Your task: Search the entries below for the string "tower" and give the number of lines that hold it, nothing else.

***** Materials provided *****

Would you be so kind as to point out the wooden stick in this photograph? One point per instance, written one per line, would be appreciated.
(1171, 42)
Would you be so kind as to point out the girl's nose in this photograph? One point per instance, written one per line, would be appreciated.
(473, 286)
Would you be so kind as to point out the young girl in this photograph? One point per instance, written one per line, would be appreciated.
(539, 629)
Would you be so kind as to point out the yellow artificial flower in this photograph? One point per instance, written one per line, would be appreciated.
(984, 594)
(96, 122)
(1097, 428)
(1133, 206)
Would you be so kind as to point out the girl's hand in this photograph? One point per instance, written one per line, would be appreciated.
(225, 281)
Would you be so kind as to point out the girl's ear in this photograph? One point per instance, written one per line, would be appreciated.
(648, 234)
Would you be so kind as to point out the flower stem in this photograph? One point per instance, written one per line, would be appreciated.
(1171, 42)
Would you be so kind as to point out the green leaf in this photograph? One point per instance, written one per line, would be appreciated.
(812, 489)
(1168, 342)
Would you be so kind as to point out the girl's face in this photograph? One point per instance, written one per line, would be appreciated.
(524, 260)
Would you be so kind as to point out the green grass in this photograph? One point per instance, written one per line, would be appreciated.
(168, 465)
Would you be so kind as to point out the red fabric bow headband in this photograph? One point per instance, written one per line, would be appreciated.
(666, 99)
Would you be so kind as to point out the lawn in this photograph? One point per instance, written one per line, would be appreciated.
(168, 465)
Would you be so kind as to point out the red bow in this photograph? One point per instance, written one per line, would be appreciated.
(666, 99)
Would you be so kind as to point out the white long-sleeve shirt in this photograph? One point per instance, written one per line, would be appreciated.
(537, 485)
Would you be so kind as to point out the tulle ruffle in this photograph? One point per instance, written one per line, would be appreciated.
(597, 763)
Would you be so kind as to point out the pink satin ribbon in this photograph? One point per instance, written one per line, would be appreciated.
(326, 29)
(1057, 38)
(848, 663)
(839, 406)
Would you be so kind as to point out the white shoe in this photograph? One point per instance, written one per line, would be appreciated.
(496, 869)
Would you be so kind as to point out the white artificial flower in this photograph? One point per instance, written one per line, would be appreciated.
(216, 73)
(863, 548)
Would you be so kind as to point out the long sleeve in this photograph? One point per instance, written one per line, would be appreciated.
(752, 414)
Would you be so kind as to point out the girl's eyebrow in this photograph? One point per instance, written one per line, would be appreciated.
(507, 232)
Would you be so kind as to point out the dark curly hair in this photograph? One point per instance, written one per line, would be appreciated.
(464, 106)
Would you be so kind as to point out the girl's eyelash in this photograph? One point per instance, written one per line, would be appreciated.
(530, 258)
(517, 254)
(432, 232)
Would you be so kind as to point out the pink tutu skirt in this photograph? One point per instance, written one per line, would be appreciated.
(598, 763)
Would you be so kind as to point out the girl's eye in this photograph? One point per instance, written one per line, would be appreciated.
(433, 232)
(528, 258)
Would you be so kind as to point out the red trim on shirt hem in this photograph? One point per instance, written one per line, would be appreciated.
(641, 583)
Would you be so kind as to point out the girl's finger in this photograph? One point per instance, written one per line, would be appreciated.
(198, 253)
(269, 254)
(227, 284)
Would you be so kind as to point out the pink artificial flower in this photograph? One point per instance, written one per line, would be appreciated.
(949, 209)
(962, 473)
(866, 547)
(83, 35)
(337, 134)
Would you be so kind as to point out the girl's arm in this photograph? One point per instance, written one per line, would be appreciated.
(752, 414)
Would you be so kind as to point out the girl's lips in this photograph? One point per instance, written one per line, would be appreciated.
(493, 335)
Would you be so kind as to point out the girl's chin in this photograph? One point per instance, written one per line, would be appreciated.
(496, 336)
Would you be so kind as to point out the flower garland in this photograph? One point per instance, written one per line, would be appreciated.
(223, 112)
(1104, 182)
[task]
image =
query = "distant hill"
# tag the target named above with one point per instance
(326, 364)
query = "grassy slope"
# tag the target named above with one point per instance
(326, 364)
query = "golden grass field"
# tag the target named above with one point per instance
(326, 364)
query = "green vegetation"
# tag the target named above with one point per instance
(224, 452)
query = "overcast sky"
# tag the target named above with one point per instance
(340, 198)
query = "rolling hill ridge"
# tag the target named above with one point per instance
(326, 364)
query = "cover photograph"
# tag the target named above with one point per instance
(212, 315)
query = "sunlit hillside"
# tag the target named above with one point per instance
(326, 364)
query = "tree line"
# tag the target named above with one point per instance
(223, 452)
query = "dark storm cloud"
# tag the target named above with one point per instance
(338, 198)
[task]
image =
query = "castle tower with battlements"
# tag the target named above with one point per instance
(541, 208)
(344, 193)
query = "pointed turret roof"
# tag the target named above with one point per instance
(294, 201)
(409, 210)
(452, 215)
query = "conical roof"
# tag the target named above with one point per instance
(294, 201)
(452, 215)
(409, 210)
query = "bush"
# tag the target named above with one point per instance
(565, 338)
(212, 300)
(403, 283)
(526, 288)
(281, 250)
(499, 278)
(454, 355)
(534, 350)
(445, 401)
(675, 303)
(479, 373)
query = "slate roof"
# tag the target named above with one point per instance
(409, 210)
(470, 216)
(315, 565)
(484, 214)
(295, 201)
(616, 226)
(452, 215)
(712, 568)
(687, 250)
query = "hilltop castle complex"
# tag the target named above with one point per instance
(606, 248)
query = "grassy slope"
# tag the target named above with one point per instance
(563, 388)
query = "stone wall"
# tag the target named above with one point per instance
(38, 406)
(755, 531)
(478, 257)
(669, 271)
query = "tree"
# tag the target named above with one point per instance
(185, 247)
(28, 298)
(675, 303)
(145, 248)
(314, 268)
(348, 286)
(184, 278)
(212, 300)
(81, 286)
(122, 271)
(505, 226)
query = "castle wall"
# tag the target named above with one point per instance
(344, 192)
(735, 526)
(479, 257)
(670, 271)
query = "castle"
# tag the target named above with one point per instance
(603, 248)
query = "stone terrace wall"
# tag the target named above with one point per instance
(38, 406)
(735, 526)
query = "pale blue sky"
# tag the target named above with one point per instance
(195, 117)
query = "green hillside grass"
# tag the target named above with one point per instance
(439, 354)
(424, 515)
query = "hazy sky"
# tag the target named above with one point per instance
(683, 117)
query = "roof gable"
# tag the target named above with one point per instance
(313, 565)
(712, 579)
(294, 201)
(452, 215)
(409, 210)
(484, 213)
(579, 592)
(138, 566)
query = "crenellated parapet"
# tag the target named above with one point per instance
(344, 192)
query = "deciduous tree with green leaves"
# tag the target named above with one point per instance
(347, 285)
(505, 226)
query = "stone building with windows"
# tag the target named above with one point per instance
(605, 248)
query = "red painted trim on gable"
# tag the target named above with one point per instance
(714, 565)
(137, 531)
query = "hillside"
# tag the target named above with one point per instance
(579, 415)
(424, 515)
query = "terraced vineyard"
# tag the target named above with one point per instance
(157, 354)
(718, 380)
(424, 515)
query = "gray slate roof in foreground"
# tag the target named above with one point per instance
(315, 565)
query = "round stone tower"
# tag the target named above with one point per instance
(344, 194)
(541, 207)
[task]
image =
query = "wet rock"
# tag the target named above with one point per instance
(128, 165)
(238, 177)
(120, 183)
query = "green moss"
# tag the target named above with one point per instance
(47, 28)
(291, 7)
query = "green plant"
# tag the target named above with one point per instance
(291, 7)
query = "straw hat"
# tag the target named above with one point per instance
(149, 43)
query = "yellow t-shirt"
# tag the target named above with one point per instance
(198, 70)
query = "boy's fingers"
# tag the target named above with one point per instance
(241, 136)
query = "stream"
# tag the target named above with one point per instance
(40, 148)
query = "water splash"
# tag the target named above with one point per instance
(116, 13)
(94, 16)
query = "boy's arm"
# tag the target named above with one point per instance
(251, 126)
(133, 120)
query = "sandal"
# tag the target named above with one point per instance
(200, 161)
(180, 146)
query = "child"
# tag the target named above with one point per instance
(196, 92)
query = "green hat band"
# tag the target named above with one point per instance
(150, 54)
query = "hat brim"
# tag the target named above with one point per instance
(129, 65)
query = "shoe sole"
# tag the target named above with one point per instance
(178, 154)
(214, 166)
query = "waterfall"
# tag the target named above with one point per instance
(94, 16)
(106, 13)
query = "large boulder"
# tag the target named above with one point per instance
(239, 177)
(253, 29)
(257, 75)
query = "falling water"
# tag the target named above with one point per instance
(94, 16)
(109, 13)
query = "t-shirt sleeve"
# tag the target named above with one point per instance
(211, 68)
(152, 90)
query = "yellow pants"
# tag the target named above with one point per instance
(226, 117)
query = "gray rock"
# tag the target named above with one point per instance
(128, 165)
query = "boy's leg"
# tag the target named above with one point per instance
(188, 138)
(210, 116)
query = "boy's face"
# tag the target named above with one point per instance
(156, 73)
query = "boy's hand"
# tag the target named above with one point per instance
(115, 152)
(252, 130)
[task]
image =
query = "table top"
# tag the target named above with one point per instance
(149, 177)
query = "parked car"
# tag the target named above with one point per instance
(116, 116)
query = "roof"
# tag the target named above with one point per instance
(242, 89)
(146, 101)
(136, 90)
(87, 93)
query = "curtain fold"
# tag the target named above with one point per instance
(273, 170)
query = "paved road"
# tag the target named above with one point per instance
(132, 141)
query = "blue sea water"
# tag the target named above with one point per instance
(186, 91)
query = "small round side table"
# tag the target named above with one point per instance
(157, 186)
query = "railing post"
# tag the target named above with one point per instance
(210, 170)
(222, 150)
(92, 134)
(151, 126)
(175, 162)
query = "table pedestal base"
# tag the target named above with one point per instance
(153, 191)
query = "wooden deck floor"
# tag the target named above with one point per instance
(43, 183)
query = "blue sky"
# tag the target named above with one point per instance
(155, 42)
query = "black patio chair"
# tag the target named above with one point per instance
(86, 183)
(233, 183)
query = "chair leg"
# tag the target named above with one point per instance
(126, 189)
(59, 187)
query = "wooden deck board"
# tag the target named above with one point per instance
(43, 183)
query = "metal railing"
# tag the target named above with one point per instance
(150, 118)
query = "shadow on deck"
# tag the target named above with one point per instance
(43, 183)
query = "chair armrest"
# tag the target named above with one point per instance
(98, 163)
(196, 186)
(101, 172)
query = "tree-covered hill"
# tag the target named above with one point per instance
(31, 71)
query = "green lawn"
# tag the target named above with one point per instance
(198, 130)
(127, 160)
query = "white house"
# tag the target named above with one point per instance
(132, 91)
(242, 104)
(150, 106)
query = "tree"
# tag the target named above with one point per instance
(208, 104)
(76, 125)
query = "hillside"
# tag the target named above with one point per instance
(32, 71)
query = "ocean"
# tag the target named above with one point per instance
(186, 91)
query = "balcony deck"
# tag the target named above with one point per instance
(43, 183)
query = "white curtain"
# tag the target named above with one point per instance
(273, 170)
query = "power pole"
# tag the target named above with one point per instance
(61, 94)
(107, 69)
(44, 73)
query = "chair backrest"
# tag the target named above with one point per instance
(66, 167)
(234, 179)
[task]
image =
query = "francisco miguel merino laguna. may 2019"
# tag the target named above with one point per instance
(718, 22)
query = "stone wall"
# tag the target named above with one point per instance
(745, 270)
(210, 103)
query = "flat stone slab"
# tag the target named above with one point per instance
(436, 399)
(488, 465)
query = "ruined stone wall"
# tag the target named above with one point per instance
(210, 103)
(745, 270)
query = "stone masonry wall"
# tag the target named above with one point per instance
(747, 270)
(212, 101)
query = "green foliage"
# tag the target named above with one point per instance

*****

Your solution: 2